* **AIM**
Reproduce all the rows below, requests included, with every x and y coordinate in the answers multiplied by 1.6 and rounded to a whole number, halves rounding up. Leave the requests and their sample points unchanged, and omit the pictures.

* **DATA FOR PROCESSING**
»»

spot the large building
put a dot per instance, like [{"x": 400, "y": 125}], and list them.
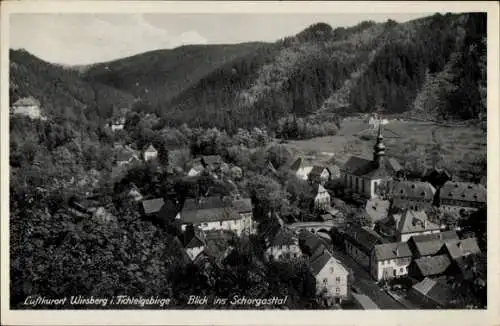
[
  {"x": 462, "y": 197},
  {"x": 416, "y": 195},
  {"x": 368, "y": 178},
  {"x": 217, "y": 213}
]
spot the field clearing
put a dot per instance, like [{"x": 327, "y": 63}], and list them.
[{"x": 460, "y": 146}]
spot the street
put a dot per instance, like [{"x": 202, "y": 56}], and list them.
[{"x": 365, "y": 284}]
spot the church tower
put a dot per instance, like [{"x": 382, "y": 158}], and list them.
[{"x": 379, "y": 148}]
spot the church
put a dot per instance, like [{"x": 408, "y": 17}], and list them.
[{"x": 365, "y": 177}]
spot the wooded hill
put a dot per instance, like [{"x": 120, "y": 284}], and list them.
[{"x": 434, "y": 67}]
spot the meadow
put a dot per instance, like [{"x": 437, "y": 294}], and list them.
[{"x": 459, "y": 148}]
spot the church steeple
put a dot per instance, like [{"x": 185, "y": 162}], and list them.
[{"x": 379, "y": 148}]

««

* **REPLY TO THE EXERCISE**
spot the large building
put a dot per instance, like [{"x": 400, "y": 125}], and list them.
[
  {"x": 739, "y": 315},
  {"x": 666, "y": 312},
  {"x": 589, "y": 285},
  {"x": 347, "y": 341}
]
spot the field clearing
put a dot per instance, like [{"x": 327, "y": 63}], and list them.
[{"x": 736, "y": 234}]
spot the street
put a dot per instance, like [{"x": 202, "y": 56}], and list them.
[{"x": 584, "y": 454}]
spot the church tower
put a dot per instance, like [{"x": 382, "y": 158}], and list them.
[{"x": 606, "y": 237}]
spot the church
put a dot per instance, like [{"x": 408, "y": 17}], and list them.
[{"x": 584, "y": 283}]
spot the wooded hill
put a dot per instance, like [{"x": 120, "y": 284}], and list them.
[{"x": 694, "y": 107}]
spot the meadow
put a dot per instance, like [{"x": 437, "y": 294}], and list them.
[{"x": 734, "y": 237}]
spot the church steeple
put a dot per instance, like [{"x": 185, "y": 162}], and list them.
[{"x": 606, "y": 237}]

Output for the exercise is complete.